- **Requirements**
Reproduce the following lines verbatim.

=====

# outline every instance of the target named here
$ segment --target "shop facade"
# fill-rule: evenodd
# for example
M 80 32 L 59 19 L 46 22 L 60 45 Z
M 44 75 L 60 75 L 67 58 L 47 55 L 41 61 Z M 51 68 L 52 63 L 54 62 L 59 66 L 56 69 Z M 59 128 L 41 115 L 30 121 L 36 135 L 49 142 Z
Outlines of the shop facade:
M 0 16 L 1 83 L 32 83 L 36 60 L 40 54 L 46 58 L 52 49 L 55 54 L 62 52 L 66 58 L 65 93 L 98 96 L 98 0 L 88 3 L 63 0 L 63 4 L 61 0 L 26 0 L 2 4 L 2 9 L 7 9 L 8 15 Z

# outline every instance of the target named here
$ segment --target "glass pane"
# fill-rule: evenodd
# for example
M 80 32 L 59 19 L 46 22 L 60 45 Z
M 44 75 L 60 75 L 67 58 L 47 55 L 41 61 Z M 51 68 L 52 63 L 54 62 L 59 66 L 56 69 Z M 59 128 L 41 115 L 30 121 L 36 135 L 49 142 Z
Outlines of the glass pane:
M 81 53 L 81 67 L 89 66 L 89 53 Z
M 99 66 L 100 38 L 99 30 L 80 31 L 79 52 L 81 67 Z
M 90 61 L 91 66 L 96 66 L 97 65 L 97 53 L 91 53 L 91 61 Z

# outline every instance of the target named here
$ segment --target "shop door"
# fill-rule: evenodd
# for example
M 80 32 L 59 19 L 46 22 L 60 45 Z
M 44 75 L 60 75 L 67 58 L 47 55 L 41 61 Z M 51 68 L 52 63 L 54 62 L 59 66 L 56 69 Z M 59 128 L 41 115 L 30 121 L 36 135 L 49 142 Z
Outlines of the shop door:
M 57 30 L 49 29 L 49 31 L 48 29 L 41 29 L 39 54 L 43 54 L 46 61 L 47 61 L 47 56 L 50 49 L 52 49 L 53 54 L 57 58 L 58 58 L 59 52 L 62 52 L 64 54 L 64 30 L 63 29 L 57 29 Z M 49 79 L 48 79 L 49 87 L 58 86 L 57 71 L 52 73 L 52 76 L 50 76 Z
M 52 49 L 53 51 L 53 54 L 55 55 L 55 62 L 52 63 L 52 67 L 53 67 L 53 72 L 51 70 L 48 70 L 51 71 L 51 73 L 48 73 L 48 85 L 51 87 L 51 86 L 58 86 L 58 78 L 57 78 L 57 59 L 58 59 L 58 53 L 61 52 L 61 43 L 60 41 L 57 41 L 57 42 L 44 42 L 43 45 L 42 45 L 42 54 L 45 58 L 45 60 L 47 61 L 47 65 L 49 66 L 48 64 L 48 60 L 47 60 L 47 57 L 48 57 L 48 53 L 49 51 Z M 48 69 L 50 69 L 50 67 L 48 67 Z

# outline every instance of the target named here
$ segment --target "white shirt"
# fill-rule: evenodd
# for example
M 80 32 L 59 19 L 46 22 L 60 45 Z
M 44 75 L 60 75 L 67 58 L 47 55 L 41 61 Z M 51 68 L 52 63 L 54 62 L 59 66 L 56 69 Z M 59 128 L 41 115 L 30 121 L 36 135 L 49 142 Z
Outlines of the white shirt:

=====

- **Result of this exercise**
# outline every instance of the target named here
$ segment --target "shop facade"
# fill-rule: evenodd
# for example
M 80 32 L 59 19 L 46 22 L 60 45 Z
M 44 75 L 60 75 L 67 58 L 47 55 L 41 61 Z M 51 68 L 52 63 L 54 62 L 59 66 L 56 69 Z M 59 128 L 41 115 L 30 121 L 36 135 L 49 142 Z
Outlines of the shop facade:
M 0 16 L 1 83 L 32 83 L 36 60 L 40 54 L 46 58 L 52 49 L 55 54 L 62 52 L 66 58 L 65 93 L 98 96 L 98 0 L 88 3 L 63 0 L 63 4 L 61 0 L 26 0 L 2 4 L 2 9 L 7 9 L 8 15 Z

# outline every instance of the target named here
$ segment --target "glass pane"
# fill-rule: evenodd
# for example
M 80 32 L 59 19 L 46 22 L 60 45 Z
M 44 75 L 60 75 L 67 58 L 47 55 L 41 61 Z M 51 68 L 52 63 L 54 62 L 59 66 L 56 69 Z M 59 128 L 41 115 L 30 121 L 36 135 L 49 142 Z
Outlines of the glass pane:
M 81 53 L 81 67 L 89 66 L 89 53 Z
M 99 66 L 100 38 L 99 30 L 80 31 L 79 52 L 81 67 Z
M 90 61 L 91 66 L 96 66 L 97 65 L 97 53 L 91 53 L 91 61 Z

# outline every instance of the target named here
$ segment --target "shop door"
# fill-rule: evenodd
# for example
M 80 32 L 59 19 L 46 22 L 60 45 Z
M 44 75 L 60 75 L 67 58 L 47 55 L 41 61 Z M 51 68 L 52 63 L 54 62 L 59 66 L 56 69 Z M 59 128 L 41 115 L 30 121 L 36 135 L 49 142 Z
Outlines of the shop door:
M 57 30 L 49 29 L 49 31 L 48 29 L 41 29 L 39 54 L 43 54 L 46 61 L 47 61 L 47 56 L 50 49 L 52 49 L 53 54 L 57 58 L 58 58 L 59 52 L 62 52 L 64 54 L 64 30 L 63 29 L 57 29 Z M 49 79 L 48 79 L 49 87 L 58 86 L 57 71 L 52 73 L 52 76 L 50 76 Z
M 52 49 L 53 51 L 53 54 L 55 55 L 55 62 L 52 63 L 52 67 L 53 67 L 53 72 L 51 70 L 48 70 L 51 71 L 51 73 L 48 73 L 48 85 L 51 87 L 51 86 L 58 86 L 58 78 L 57 78 L 57 59 L 58 59 L 58 53 L 61 52 L 61 43 L 60 41 L 57 41 L 57 42 L 44 42 L 43 45 L 42 45 L 42 54 L 45 58 L 45 60 L 47 61 L 47 65 L 49 66 L 48 64 L 48 60 L 47 60 L 47 57 L 48 57 L 48 53 L 49 51 Z M 48 69 L 50 69 L 50 67 L 48 67 Z

# outline every instance of the target named here
$ segment --target "white shirt"
# fill-rule: evenodd
# for example
M 80 32 L 59 19 L 46 22 L 60 45 Z
M 44 75 L 60 75 L 67 58 L 47 55 L 41 61 Z M 51 68 L 52 63 L 54 62 L 59 66 L 56 69 Z M 59 128 L 41 115 L 30 121 L 36 135 L 49 142 Z
Outlines of the white shirt:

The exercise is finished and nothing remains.